Set of tasks
[A] List every person named in the passage about Alexander's death.
[B] In the passage about Alexander's death, how long after hearing the news did King Darius's mother die?
[C] Carry on the passage about what happened after Alexander's death from its final sentence.

Passage provided
***
Although Alexander’s achievements had spread Greek customs far into Asia, the Greeks in Europe were pleased about his death and decided to fight for their independence. To them, he was still a foreigner. But the Persians, who had lost an empire and hundreds of thousands of men because of Alexander, were very upset when they heard that he had died. King Darius’s mother, who had become Alexander’s prisoner after the Battle of Issus, stopped eating when she heard the news, and was dead herself five days later. Alexander had become the Persians’ Great King, whose rule followed the traditions of the past. He had been their friend as well as their conqueror. And, rightly, they feared a future without him.

Alexander died with no close male relative except his brother Arrhidaeus, who had learning difficulties. But Roxane, Alexander’s first wife, was soon going to have a baby. Alexander’s friends decided to make the unborn child the next king, if the baby was a boy. Alexander’s friend Perdiccas, who had been his second-in-command after the death of Hephaistion and had royal blood himself, would rule until the baby grew up.

But the common soldiers wanted Arrhidaeus as their king, as he was fully Macedonian and Roxane’s baby had Asian blood. Less than a week after Alexander’s death, fighting began. It was only stopped when Perdiccas ordered the death of thirty of the soldiers leaders and they were thrown to the elephants. It was agreed that rule would be shared between Roxane’s baby and Arrhidaeus.

There were many years of confusion in the empire that Alexander had built. The story of Alexander’s dead body is typical of the times. It was believed that the body’s final resting place would bring good luck to the local people. Perdiccas ordered his men to take it from Babylon to Macedonia in a box of gold. But Ptolemy, who had been a close friend of Alexander and had recently made himself king of an independent Egypt, took the body in secret to Egyptian Alexandria, where it stayed for hundreds of years.
***
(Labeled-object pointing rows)

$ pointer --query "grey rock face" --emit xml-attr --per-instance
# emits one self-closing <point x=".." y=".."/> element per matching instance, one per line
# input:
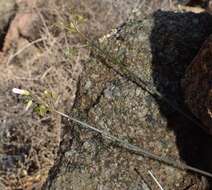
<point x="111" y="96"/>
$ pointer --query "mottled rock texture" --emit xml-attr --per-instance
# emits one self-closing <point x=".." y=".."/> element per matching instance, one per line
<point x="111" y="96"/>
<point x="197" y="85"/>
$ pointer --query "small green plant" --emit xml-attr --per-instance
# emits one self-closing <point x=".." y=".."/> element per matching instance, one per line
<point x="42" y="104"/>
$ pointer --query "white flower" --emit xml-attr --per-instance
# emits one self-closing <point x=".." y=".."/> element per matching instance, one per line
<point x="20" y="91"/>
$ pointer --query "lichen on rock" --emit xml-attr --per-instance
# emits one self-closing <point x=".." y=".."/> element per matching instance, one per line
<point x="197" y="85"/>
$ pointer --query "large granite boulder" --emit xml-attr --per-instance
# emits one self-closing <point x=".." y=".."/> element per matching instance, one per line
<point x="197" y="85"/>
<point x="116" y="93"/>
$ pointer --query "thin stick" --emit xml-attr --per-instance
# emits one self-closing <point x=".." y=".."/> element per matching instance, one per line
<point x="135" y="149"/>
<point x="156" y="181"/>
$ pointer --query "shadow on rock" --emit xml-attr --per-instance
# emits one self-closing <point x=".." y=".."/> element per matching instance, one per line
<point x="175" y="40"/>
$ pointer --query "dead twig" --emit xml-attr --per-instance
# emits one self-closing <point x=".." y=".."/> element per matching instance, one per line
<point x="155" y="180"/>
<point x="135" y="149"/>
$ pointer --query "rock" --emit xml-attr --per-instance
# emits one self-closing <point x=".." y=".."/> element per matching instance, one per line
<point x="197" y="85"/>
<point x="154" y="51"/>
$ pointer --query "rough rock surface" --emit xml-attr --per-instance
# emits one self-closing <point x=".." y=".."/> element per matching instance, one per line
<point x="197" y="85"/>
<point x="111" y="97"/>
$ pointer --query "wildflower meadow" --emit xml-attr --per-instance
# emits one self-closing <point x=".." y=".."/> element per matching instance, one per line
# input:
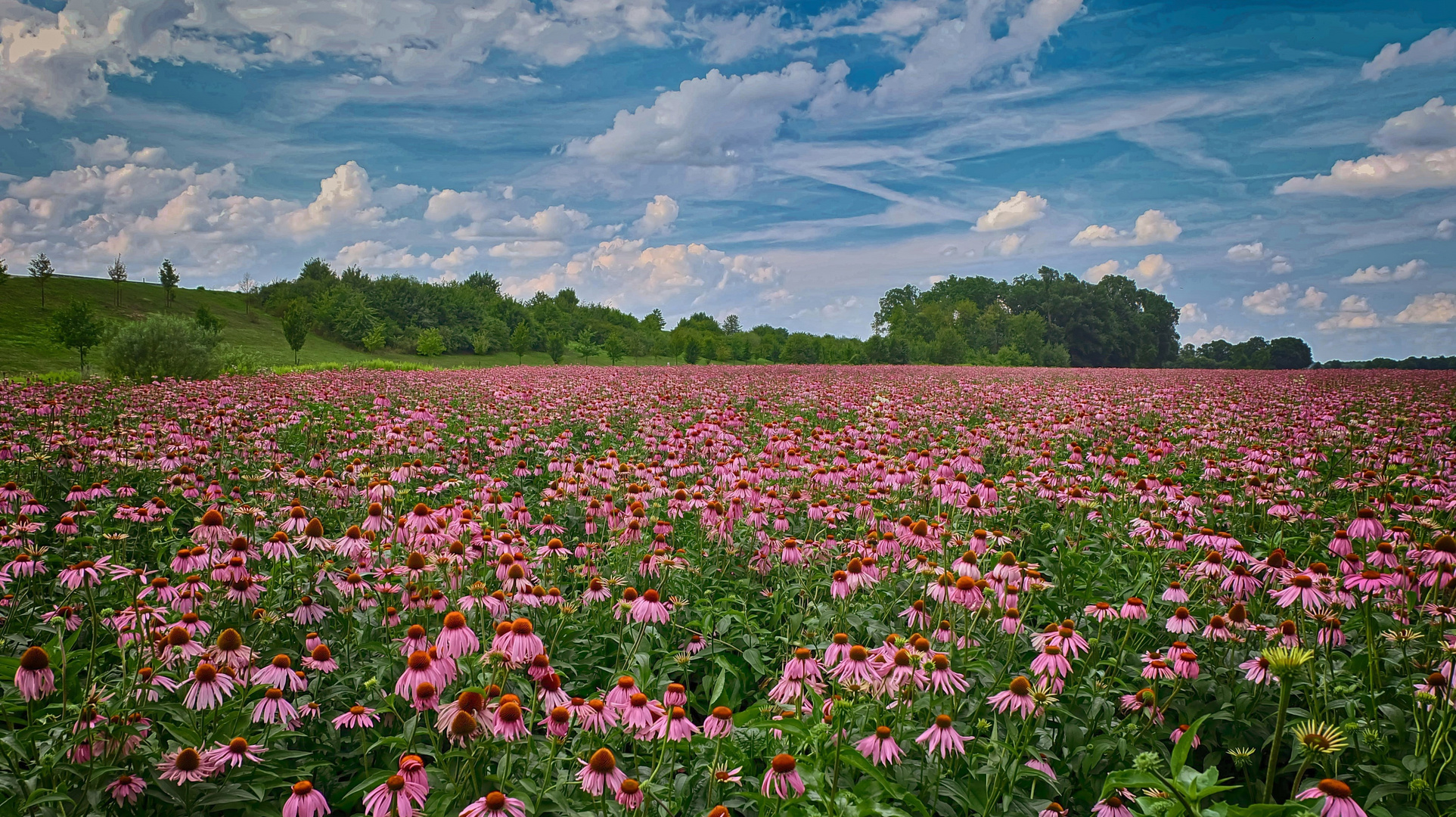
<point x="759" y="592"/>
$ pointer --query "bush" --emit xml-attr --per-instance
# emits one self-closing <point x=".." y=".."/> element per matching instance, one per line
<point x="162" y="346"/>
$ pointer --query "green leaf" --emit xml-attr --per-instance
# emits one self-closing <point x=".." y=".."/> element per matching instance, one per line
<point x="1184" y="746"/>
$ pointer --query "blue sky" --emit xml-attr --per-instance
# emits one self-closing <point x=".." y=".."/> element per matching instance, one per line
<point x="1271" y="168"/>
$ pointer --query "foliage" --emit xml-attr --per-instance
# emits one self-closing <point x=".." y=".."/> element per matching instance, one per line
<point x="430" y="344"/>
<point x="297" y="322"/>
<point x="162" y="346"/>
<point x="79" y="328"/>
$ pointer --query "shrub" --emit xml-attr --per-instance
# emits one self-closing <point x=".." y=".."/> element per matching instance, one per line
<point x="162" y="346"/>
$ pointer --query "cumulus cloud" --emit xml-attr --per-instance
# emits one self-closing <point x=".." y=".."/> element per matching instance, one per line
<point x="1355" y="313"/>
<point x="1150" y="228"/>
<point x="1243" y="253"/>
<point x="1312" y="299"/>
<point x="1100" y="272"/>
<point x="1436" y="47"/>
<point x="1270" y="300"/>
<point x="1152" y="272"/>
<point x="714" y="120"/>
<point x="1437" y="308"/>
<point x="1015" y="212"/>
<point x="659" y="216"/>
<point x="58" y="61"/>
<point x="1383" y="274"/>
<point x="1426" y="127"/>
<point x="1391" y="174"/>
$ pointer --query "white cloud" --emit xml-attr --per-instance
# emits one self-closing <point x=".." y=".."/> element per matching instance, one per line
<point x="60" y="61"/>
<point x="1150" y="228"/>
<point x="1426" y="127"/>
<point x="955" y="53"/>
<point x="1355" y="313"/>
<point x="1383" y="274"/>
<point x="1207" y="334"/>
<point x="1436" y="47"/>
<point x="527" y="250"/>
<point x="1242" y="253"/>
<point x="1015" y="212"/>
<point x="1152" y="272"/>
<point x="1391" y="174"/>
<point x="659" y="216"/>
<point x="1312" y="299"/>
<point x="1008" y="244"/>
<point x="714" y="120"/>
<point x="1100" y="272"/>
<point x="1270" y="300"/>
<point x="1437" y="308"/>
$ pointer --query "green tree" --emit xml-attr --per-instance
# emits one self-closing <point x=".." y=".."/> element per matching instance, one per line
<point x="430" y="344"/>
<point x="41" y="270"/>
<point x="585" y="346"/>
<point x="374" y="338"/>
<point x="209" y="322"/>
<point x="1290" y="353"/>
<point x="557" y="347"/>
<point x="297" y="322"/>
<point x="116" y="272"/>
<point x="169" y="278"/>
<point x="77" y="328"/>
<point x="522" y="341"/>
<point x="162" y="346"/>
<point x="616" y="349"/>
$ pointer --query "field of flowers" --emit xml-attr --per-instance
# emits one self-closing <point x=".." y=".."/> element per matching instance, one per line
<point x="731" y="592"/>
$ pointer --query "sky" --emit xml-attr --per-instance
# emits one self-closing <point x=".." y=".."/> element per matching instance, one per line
***
Answers for the exercise
[A] Alexander, Darius, Arrhidaeus, Roxane, Perdiccas, Hephaistion, Ptolemy

[B] Five days later.

[C]
During the years after Alexander’s death, Roxane poisoned Alexander’s other wives to protect the power of her baby son, also called Alexander. Perdiccas ruled for a short time, until he was murdered by his bodyguards. Alexander’s most loyal commanders all wanted power for themselves, and they were willing to murder people to get it.

Antipater was the general who had controlled the Macedonian army in Europe while Alexander was in Asia. When Antipater died of old age, his son Cassander took control of Macedonia. Alexander’s mother, Olympias, was officially in charge of Macedonia and tried to protect her power. She murdered King Arrhidaeus, her husband’s son and Alexander’s half-brother, and defended herself in the Macedonian town of Pydna. But Cassander put the town under siege. After nine months she had no food, and she died proudly. Cassander then killed Roxane and her son, who were visiting Greece, and made himself King of Macedonia.

The Macedonians soon sold the lands that Alexander had conquered in India; they received 500 elephants for them. Many years later, these lands were reconquered by the Greek-speaking kings of Bactria, whose family had been started by one of Alexander’s Macedonian governors.

After years of fighting, two of Alexander’s commanders controlled most of his empire. Ptolemy was King of Egypt and Seleucus king of the Asian empire. The families of both men stayed in power until their lands were conquered by the Romans in the first century BC.

All over Alexander’s empire, Greek-style cities had been built. Their populations were mostly European, and became perhaps more Greek in their habits as the years passed. In some areas, they preferred to marry their sister, niece or granddaughter than to join their family with the foreigners that surrounded them. Each city had a gymnasium, and held sporting competitions and theatre performances. In Afghanistan, buildings and works of art have been discovered which copied exactly the artistic styles of Greece. The works of Homer, Plato and Aristotle were read and enjoyed in India and even across the sea in Sri Lanka.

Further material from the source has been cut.